Extrait source:
········

A priori, le collège Harrington est une école secondaire privée comme les autres. On y enseigne les maths, le français, la chimie et l'histoire.

Mais les élèves qui la fréquentent, eux, ne sont pas comme les autres. Ils viennent du Japon, de l'Australie, de l'Angleterre, de la Nouvelle-Zélande, de la Russie ou de l'Équateur. Et ils n'ont qu'un objectif en tête: jouer un jour dans la Ligue nationale de hockey.

Dans leur pays, le hockey n'a pas vraiment la cote. Normal. Ce sport ne fait partie ni de leur culture, ni de leur ADN. Les patinoires sont rares et les occasions de se développer, peu nombreuses.

C'est pour cette raison qu'ils ont choisi de venir apprendre au Québec. Avec son programme sport-études, Harrington offre une formation scolaire complète, assortie d'un entraînement de hockey concentré (cinq heures de «pratiques» et deux matchs par semaine!) qui leur permet de jouer de façon régulière et intensive dans un contexte nord-américain culturellement favorable.

Partir de loin

À quelques exceptions près, la plupart de ces jeunes avaient déjà joué au hockey. Ils ont été choisis en raison de leur potentiel, après avoir été remarqués dans des tournois internationaux. Mais comme le fait remarquer le responsable du recrutement, Dan D'Astoli, certains déchantent assez vite en mettant le pied - ou plutôt le patin - au Québec. «Ils étaient bons chez eux. Mais en voyant le calibre en Amérique, ils réalisent qu'ils n'étaient pas si bons que ça. Il y en a qui tombent de haut.»

········

Entrées d'un jeu d'annotations par points:
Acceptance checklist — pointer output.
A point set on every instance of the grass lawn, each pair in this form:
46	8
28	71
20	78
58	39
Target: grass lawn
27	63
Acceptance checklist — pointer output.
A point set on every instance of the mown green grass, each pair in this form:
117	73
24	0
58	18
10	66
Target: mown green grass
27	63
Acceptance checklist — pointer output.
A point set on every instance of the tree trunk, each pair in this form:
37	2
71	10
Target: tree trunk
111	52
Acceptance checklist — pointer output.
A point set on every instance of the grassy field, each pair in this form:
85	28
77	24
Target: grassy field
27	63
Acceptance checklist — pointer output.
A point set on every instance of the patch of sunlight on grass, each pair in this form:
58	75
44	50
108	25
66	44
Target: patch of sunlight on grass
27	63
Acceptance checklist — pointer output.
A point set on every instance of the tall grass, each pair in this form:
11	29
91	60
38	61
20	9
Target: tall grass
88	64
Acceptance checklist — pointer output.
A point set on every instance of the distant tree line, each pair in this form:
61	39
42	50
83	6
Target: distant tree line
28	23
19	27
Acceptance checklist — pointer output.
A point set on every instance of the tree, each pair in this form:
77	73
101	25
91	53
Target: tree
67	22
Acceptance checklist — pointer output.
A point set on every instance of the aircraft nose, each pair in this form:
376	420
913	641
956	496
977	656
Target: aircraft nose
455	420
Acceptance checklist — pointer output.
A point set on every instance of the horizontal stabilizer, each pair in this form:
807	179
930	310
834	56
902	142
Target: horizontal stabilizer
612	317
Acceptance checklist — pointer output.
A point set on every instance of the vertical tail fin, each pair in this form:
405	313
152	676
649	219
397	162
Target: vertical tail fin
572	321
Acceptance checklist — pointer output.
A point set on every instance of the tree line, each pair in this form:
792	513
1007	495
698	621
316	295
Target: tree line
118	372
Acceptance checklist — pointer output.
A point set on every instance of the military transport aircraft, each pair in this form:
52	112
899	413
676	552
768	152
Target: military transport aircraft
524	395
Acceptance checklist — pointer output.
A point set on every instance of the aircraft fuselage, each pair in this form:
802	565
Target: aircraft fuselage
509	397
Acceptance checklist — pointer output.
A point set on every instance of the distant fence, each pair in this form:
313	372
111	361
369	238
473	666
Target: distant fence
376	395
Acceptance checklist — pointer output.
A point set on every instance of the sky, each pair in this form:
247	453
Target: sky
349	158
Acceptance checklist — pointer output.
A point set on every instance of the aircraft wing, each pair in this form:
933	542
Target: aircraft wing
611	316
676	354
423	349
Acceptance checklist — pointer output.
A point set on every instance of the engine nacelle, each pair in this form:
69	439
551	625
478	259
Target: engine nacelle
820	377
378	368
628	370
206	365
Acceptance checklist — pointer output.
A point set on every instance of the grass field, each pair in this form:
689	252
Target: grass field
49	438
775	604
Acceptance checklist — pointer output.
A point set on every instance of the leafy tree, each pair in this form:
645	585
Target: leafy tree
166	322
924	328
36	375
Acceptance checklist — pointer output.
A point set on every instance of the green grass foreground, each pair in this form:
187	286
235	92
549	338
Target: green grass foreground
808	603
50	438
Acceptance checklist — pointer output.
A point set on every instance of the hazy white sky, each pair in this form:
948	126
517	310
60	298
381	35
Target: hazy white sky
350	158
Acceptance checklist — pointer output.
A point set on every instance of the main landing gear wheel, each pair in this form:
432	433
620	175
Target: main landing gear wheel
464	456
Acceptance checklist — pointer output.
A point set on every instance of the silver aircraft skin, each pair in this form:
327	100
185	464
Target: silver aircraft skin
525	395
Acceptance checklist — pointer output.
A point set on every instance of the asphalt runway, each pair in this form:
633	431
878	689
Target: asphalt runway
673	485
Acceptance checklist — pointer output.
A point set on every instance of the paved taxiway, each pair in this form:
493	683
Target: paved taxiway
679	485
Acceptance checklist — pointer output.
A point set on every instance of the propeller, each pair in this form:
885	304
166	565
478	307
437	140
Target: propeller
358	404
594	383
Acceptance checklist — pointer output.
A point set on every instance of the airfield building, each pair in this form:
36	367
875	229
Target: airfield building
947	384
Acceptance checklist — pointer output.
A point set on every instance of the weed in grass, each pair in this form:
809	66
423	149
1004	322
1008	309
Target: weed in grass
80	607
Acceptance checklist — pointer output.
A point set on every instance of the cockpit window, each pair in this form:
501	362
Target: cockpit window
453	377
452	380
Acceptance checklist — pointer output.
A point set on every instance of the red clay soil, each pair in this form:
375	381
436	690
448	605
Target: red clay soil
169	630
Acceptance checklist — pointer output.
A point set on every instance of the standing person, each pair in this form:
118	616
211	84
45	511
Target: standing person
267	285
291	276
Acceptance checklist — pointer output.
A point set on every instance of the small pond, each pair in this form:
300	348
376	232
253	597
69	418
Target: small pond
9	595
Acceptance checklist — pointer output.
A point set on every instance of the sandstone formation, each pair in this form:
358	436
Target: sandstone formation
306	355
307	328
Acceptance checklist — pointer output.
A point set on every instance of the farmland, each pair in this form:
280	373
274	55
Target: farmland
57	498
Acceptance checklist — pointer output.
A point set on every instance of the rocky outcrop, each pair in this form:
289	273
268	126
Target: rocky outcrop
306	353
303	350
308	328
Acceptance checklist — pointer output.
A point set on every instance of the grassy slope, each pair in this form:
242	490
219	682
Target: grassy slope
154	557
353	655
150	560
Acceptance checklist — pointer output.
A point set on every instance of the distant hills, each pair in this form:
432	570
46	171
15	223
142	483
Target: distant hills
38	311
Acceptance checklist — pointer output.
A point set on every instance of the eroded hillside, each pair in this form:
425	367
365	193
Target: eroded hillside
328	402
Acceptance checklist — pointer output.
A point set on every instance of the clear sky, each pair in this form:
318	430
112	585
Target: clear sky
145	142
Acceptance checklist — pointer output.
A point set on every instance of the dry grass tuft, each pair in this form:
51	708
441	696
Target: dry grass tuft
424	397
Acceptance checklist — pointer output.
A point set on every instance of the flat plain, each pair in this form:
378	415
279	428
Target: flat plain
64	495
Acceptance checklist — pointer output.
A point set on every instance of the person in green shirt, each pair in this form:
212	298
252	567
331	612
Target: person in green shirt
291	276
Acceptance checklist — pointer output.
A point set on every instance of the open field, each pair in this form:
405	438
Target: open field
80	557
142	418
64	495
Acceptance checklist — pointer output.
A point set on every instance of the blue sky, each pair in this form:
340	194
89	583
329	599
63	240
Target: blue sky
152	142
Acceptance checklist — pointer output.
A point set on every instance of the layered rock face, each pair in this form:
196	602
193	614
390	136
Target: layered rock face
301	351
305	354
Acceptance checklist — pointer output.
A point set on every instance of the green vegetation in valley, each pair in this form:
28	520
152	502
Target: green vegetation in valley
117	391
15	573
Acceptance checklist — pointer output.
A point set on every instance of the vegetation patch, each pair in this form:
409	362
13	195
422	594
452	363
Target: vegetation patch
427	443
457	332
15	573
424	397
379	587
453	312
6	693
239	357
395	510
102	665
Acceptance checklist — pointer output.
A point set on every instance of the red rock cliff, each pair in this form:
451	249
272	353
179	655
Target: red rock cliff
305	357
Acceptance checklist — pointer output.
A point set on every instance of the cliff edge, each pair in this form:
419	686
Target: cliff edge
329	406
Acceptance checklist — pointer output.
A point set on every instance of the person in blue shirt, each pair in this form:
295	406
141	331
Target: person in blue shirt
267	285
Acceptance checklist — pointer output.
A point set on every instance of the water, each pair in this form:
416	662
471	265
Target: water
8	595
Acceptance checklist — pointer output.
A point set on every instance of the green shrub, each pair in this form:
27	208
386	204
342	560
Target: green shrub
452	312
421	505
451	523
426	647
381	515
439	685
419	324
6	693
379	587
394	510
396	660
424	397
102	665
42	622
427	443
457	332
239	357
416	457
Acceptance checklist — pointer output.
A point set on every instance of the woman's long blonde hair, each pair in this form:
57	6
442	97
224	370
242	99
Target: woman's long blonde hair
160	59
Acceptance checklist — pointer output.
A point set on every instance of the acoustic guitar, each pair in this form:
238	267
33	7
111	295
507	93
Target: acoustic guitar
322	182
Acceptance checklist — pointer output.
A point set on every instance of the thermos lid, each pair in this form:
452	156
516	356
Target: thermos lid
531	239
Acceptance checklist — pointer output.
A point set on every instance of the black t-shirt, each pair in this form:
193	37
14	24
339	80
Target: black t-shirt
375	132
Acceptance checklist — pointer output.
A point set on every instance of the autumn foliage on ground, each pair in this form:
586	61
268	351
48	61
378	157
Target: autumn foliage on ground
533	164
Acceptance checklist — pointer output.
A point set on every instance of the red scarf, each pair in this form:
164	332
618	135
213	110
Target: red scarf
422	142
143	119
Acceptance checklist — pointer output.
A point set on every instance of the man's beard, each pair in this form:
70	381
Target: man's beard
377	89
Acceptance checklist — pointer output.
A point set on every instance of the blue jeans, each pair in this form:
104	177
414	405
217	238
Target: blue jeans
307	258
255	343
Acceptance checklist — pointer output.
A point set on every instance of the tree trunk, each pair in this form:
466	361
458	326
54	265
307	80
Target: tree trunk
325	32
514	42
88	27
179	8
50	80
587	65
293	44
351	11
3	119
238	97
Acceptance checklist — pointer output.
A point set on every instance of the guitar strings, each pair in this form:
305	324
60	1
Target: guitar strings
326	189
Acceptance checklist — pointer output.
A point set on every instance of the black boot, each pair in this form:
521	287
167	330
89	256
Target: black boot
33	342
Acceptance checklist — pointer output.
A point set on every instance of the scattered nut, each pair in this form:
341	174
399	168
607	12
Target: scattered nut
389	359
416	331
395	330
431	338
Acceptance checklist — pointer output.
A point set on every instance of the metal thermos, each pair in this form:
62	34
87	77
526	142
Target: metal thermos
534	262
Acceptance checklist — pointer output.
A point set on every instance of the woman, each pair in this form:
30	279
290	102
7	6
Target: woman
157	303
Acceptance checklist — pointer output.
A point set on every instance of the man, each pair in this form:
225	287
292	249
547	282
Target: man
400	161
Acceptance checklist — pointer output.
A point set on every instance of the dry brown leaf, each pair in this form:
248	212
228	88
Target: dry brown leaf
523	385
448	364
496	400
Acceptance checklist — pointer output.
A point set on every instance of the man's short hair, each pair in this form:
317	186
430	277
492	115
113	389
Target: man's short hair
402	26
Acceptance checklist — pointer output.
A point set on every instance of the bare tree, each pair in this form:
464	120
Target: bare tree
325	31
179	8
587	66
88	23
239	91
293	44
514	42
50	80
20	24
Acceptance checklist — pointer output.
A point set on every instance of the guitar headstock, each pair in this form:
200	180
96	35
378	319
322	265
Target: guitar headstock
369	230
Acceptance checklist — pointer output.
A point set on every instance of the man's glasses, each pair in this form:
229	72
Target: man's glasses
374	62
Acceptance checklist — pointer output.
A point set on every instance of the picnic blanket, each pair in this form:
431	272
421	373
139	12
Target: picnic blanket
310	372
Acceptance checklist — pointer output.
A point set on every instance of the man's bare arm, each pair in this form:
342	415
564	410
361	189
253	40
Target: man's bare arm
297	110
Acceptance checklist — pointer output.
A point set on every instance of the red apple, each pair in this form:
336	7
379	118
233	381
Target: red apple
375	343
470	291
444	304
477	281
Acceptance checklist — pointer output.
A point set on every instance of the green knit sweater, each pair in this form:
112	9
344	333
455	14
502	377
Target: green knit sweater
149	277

········

Consignes de l'exercice:
• A. Renvoyez à l'identique tout le passage de l'extrait sur le collège Harrington, depuis « Dans leur pays, le » jusqu'à « nord-américain culturellement favorable. ».
• B. Selon l'extrait sur le collège Harrington, qui est le responsable du recrutement ?

Réponses par consigne:
• A.
Dans leur pays, le hockey n'a pas vraiment la cote. Normal. Ce sport ne fait partie ni de leur culture, ni de leur ADN. Les patinoires sont rares et les occasions de se développer, peu nombreuses.

C'est pour cette raison qu'ils ont choisi de venir apprendre au Québec. Avec son programme sport-études, Harrington offre une formation scolaire complète, assortie d'un entraînement de hockey concentré (cinq heures de «pratiques» et deux matchs par semaine!) qui leur permet de jouer de façon régulière et intensive dans un contexte nord-américain culturellement favorable.

• B. Dan D'Astoli.